**WORK INSTRUCTIONS**
- 1) Summarize the passage on calculating the density of Mn in two sentences.
- 2) Carry on the passage about calculating the density of Mn from the point where it ends.

Calculate the density ratio between Mn and Cu

The density of a substance is given by the mass per unit volume. In the case of the FCC unit cells of Mn and Cu, the mass of Mn atoms will be the same as the mass of Cu atoms because they are in the same atomic structure, so the density will only depend on the unit cell volume. We can then use the volume ratio calculated in step 3 to find the density ratio between Mn and Cu: \( \frac{\rho_{Mn}}{\rho_{Cu}} = \frac{V_{Cu}}{V_{Mn}} \) Substituting the volume ratio \( \frac{\rho_{Mn}}{\rho_{Cu}} = \frac{1}{1.056^3}\)

Calculate the density of Mn

Now we can use the density ratio between Mn and Cu to find the density of Mn: \( \rho_{Mn} = \rho_{Cu} \cdot \frac{1}{1.056^3} \) Given that the density of Cu is 8.96 g/cm³, we can calculate the density of Mn: \( \rho_{Mn} = 8.96 \cdot \frac{1}{1.056^3} \: \mathrm{g/cm^3}\) \( \rho_{Mn} \approx 7.87 \: \mathrm{g/cm^3}\) The density of Mn is approximately 7.87 g/cm³.

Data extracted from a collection
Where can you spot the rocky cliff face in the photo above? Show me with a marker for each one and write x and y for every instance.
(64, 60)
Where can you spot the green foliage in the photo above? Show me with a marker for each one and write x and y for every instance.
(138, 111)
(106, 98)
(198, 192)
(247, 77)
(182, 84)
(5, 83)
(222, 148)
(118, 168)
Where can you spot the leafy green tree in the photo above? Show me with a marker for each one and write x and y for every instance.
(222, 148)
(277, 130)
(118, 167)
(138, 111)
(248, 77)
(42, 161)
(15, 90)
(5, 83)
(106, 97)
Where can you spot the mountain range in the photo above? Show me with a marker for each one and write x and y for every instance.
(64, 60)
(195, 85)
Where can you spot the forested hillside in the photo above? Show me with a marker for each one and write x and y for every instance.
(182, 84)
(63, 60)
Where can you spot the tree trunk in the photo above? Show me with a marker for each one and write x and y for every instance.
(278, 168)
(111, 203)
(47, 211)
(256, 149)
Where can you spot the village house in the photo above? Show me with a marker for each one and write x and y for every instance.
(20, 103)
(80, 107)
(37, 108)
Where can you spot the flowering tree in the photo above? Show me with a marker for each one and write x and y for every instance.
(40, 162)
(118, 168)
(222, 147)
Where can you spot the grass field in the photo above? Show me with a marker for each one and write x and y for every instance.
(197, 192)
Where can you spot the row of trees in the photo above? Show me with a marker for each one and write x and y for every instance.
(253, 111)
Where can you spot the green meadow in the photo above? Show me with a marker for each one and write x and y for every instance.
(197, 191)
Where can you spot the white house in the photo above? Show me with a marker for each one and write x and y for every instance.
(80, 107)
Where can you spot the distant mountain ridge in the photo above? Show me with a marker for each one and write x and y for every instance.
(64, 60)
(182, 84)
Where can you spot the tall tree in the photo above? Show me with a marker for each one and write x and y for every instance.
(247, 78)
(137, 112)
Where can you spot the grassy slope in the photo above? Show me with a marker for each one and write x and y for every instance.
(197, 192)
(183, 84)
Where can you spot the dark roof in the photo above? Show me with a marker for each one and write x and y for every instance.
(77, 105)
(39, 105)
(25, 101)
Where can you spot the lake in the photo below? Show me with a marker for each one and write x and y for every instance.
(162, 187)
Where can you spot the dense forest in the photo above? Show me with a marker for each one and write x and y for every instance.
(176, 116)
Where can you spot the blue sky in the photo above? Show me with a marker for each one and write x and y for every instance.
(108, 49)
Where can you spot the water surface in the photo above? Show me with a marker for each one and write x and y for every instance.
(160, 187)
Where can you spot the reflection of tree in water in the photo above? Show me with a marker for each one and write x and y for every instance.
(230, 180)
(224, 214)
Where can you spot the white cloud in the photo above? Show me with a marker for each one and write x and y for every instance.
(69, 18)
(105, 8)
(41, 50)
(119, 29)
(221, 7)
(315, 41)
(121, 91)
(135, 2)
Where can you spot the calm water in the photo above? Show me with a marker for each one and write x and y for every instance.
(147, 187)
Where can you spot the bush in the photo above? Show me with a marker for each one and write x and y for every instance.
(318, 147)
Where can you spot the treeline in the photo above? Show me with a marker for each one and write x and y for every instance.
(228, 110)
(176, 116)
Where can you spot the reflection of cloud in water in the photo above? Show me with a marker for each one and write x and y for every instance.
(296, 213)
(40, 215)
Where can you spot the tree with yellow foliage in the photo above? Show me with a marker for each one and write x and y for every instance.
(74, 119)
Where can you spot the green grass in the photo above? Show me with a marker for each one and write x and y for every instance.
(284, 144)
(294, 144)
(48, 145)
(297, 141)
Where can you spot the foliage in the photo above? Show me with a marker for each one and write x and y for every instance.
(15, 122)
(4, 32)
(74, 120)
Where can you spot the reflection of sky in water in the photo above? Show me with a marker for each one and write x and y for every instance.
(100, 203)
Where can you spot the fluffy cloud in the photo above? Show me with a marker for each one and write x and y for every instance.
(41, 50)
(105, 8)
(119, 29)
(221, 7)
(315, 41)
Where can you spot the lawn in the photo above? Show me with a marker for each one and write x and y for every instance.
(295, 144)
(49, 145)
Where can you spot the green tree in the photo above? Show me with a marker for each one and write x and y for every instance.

**ANSWERS BY ITEM**
- 1) The passage treats the mass of Mn atoms and Cu atoms in their FCC unit cells as the same, so density depends only on unit cell volume and the Mn-to-Cu density ratio equals the inverse of the volume ratio, 1/1.056³. Multiplying that ratio by the given density of Cu, 8.96 g/cm³, yields the density of Mn.

- 2)
Key concepts

Face-Centered Cubic Unit Cell

In crystallography, a face-centered cubic (FCC) unit cell is one of the most efficient ways atoms can arrange themselves in space. Materials like copper (Cu) and manganese (Mn) crystallize in an FCC structure. In an FCC unit cell, every cube corner atom is shared by eight neighboring unit cells, while each face-centered atom is shared between two unit cells. This leads to a packing efficiency of about 74%, meaning that 74% of the space is occupied by atoms, and the rest is voids.

One key feature of the FCC lattice is that it contains four atoms per unit cell. This can be visualized as:

• 1/8th of an atom at each of the 8 corners (totaling 1 atom)
• 1/2 of an atom on each of all 6 faces (totaling 3 atoms)

Understanding this structure is crucial for computing properties like density since the arrangement defines how tightly atoms pack within a cell.

Atomic Radius

The atomic radius is a measure of the size of an atom's electron cloud. It is essential for determining how closely atoms can pack in a lattice. Within an FCC lattice, the relationship between the atomic radius (r) and the unit cell's edge length (a) can be described as \( a = 2\sqrt{2}r \).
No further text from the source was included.